__Request__
Return all the data, word for word.

--- START ---

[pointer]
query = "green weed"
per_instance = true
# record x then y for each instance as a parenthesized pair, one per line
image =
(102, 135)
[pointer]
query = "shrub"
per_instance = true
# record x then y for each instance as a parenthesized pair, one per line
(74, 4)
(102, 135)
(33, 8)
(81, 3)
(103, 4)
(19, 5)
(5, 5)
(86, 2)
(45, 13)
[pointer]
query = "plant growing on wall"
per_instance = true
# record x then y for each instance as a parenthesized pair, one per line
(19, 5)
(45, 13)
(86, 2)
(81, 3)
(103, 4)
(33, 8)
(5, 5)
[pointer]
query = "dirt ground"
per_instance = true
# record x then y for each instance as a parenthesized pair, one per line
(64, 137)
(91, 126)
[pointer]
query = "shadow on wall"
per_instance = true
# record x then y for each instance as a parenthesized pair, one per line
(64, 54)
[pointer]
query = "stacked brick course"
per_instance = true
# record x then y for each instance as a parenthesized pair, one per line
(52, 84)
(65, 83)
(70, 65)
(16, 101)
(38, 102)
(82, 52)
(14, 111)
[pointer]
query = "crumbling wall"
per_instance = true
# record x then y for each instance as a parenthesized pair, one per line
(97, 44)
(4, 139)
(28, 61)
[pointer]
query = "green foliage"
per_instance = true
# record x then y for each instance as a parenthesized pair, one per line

--- END ---

__Solution for this problem__
[pointer]
query = "green weed"
per_instance = true
# record x then y for each instance as a parenthesized pair, one per line
image =
(102, 135)
[pointer]
query = "shrub"
per_instance = true
# record x then y for each instance as a parenthesized pair, one per line
(74, 4)
(102, 135)
(33, 8)
(81, 3)
(103, 4)
(19, 5)
(5, 5)
(86, 2)
(45, 13)
[pointer]
query = "plant growing on wall"
per_instance = true
# record x then y for each instance as a parenthesized pair, one per line
(19, 5)
(45, 13)
(86, 2)
(81, 3)
(103, 4)
(33, 8)
(5, 5)
[pointer]
query = "dirt ground"
per_instance = true
# record x then y for each instance as a parenthesized pair, one per line
(64, 137)
(91, 126)
[pointer]
query = "shadow on wall"
per_instance = true
# record x then y for each instance as a parenthesized pair, one per line
(64, 54)
[pointer]
query = "stacked brick course"
per_instance = true
# record x then y for each instance as a parenthesized pair, one per line
(52, 84)
(65, 83)
(70, 65)
(16, 101)
(38, 102)
(82, 52)
(14, 111)
[pointer]
query = "crumbling wall"
per_instance = true
# record x then y for each instance as a parenthesized pair, one per line
(97, 44)
(4, 139)
(28, 61)
[pointer]
query = "green foliage"
per_instance = true
# record x then y for each instance as a parenthesized pair, one per line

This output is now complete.